Но в тот момент я, обескураженный, вернулся в отдел, где был довольно радушно встречен Русаковым. От отдела ждали ряда аналитических материалов, да и новому заву хотелось, естественно, показать себя с лучшей стороны, а тут на беду забрали лучшие «перья». KB немедленно засадил меня за работу. В последующие два-три месяца мы встречались с ним чуть ли не ежедневно. Писать он не умел, просто терялся, беря в руки перо, тем больше ценил этот дар у других. А будучи опытным хозяйственником, разбирался в запутанных проблемах экономического сотрудничества Советского Союза с государствами «социалистического содружества». Словом, дело у нас пошло.

Приезжавшие в отдел мои коллеги (их отпускали периодически передохнуть, побывать в семьях) не без сарказма подшучивали, что «Шах внедряется в доверие к Косте». Вообще относились они к нему свысока, полагая сто процентным ретроградом, каким он, безусловно, не был. А вот пресловутое «доверие» не помешало ему легко отступиться от меня при первой же неприятности.

По мере того как Пражская весна все более дерзко порывала с советской теоретической и политической догматикой, возникала угроза выпадения Чехословакии из социалистического лагеря. Дело с нарастающей быстротой катилось к развязке, и чуть ли не весь аппарат Центрального Комитета, не говоря уж о нашем отделе, был вовлечен в написание всякого рода аналитических материалов, подготовку циркуляров, речей для руководителей, убеждавших Дубчека и его соратников одуматься, установочных статей для нашей прессы. Коллеги-консультанты были погружены в эту работу, Арбатов и Бовин сопровождали делегацию КПСС на встречу в Чиерне над Тисой.


После того как я завершил другие поручения, Русаков предложил мне целиком переключиться на тематику чехословацкого сектора.

Я отдавал себе отчет, насколько серьезны могут быть последствия отказа, и, тем не менее, попросил пересмотреть это решение.

— В чем дело? — спросил он, сощурив свои и без того узкие глаза, что было признаком крайнего раздражения. — Мы все этим заняты, почему вы должны оставаться в стороне?!

### Задание 1
Кто встретил автора, когда он вернулся в отдел, согласно исходному тексту?
### Задание 2
Воспроизведите фрагмент исходного текста, заменив «Советского Союза» на «СССР». Начните с места, где стоят слова «Но в тот момент», и закончите после слов «у нас пошло.».
### Задание 3
Изложите исходный текст в двух предложениях.
Пункты, следующие за текстом, здесь никак не используются.

### Предоставленные материалы

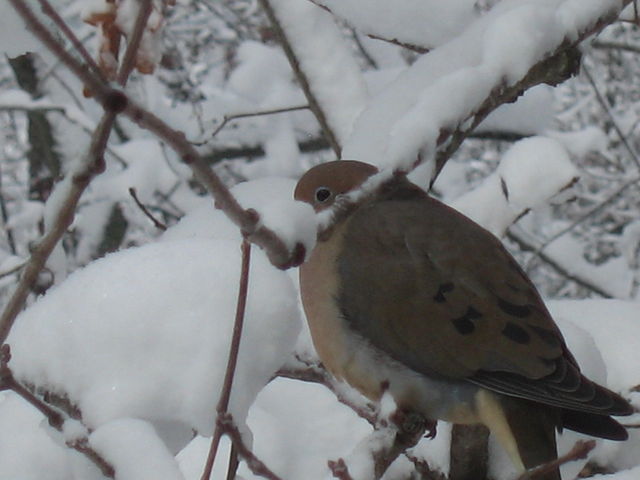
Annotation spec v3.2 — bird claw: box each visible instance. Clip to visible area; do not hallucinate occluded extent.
[424,419,438,440]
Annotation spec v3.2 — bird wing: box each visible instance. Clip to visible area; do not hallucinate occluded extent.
[337,195,628,414]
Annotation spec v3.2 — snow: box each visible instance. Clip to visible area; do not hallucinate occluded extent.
[0,392,72,480]
[162,177,317,253]
[318,0,476,48]
[271,0,368,143]
[89,418,184,480]
[343,0,619,170]
[0,1,44,57]
[0,0,640,480]
[450,137,578,237]
[9,239,299,435]
[474,85,556,135]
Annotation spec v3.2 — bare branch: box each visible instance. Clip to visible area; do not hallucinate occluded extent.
[216,413,282,480]
[9,0,305,269]
[275,356,378,426]
[129,187,167,232]
[38,0,103,78]
[506,230,613,298]
[582,65,640,169]
[200,105,309,145]
[117,0,152,87]
[591,40,640,53]
[516,177,640,270]
[516,440,596,480]
[327,458,353,480]
[201,239,251,480]
[0,344,115,478]
[260,0,342,158]
[0,109,116,344]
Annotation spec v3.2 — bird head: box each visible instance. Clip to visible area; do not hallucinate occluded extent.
[294,160,378,212]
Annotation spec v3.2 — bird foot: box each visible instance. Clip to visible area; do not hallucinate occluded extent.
[391,409,438,438]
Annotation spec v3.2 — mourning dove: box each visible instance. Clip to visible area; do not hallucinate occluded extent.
[295,160,632,480]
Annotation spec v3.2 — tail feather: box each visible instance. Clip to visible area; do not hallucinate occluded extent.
[502,398,561,480]
[560,410,629,440]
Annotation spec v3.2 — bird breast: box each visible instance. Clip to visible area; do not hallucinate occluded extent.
[300,219,478,423]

### Правильный ответ 1
Русаков, причём довольно радушно.

### Правильный ответ 2
Но в тот момент я, обескураженный, вернулся в отдел, где был довольно радушно встречен Русаковым. От отдела ждали ряда аналитических материалов, да и новому заву хотелось, естественно, показать себя с лучшей стороны, а тут на беду забрали лучшие «перья». KB немедленно засадил меня за работу. В последующие два-три месяца мы встречались с ним чуть ли не ежедневно. Писать он не умел, просто терялся, беря в руки перо, тем больше ценил этот дар у других. А будучи опытным хозяйственником, разбирался в запутанных проблемах экономического сотрудничества СССР с государствами «социалистического содружества». Словом, дело у нас пошло.

### Правильный ответ 3
Вернувшись в отдел, автор два-три месяца почти ежедневно работал с новым заведующим Русаковым над аналитическими материалами, а приезжавшие коллеги посмеивались над этим. Когда из-за Пражской весны возникла угроза выпадения Чехословакии из социалистического лагеря, Русаков предложил автору целиком переключиться на чехословацкую тематику, но тот попросил пересмотреть это решение.